• **STATED EXERCISE 1**
Change the employment tribunal text from "Ms A appealed" up to and including "was not granted.", replacing "honour" with "dignity" and leaving everything else the same.

In the overwhelming majority of cases, Employment Tribunal hearings are held in public, and their decisions made available on the internet for everyone to read. However, there are occasions when it is appropriate to prevent or restrict the public disclosure of certain aspects of the proceedings, usually by anonymising the identities of specified parties, witnesses or others.
The tribunals and courts often have to carry out a difficult balancing act when deciding whether to grant such orders. On the one hand there is the common law principle of open justice, and the rights to a fair trial and freedom of expression under the European Convention of Human Rights (ECHR). On the other hand, there is the right to privacy enshrined in Article 6 of the ECHR. Considerations such as the risk of being wrongly believed of having committed a crime, and being handicapped in finding new employment have not been found to be sufficient to engage an anonymity order in the past (See BBC v Roden and Ameyaw v Pricewaterhousecoppers Services Ltd).
In the recent case of A v Burke and Hare, a stripper failed to overturn a decision of the Employment Tribunal to grant an anonymity order. Ms A was claiming for unpaid holiday pay against her former employer (a strip and lap dancing bar). She sought to keep her identity secret in the proceedings because she was intending to pursue a career outside of the industry. She argued before the Employment Tribunal that she would be at risk of stigmatisation and sexual violence if she was identified. She said she had performed under a stage name and other staff did not know her name, but that she had been threatened when working as a stripper and called insulting sexualised names.
The Employment Tribunal judge rejected her application, saying that she should have known a public judgement would be issued in her name, and that she should have foreseen that working as a stripper could harm her career prospects.
Ms A appealed to the EAT, arguing that strippers are stigmatised and that she had a right to preserve her honour and reputation. She said that her choice to work as a stripper was irrelevant, and that she wished to leave her life as a stripper behind her, and her employment prospects would suffer if her name was published in a judgement. She also said that she would discontinue her claim if an order was not granted.
The EAT held that stigmatisation alone was not enough, and reiterated the principle from a Court of Appeal case (R v Legal Aid Board ex parte Kaim Todner) that embarrassment and reputational damage are ordinary concomitants of litigation. The EAT did acknowledge that if there was a material risk of continuing verbal abuse and sexual assault different considerations would arise, but that Ms A had not appealed the Tribunal’s conclusion that there was not enough evidence that she would suffer such harm. There was no clear and cogent evidence of the harm that would be done, and so the appeal failed.

• **DATA ROWS**
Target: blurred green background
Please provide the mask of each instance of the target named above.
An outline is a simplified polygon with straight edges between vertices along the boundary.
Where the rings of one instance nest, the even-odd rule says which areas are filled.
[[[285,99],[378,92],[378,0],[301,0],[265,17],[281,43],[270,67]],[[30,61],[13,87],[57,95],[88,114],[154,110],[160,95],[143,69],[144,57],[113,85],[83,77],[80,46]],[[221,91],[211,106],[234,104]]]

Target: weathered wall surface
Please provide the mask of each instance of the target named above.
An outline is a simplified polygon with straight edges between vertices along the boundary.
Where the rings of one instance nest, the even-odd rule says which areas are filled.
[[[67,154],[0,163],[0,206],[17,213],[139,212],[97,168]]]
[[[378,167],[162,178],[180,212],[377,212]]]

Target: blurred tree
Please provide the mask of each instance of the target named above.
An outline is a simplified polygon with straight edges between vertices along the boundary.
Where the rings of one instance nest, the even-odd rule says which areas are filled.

• **STATED EXERCISE 2**
Can you repeat the records exactly from the line with "Target: weathered wall surface" up to and including the line with "[[[378,167],[162,178],[180,212],[377,212]]]"?

• **EXPECTED ANSWER 1**
Ms A appealed to the EAT, arguing that strippers are stigmatised and that she had a right to preserve her dignity and reputation. She said that her choice to work as a stripper was irrelevant, and that she wished to leave her life as a stripper behind her, and her employment prospects would suffer if her name was published in a judgement. She also said that she would discontinue her claim if an order was not granted.

• **EXPECTED ANSWER 2**
Target: weathered wall surface
Please provide the mask of each instance of the target named above.
An outline is a simplified polygon with straight edges between vertices along the boundary.
Where the rings of one instance nest, the even-odd rule says which areas are filled.
[[[67,154],[0,163],[0,206],[17,213],[139,212],[97,168]]]
[[[378,167],[162,178],[180,212],[377,212]]]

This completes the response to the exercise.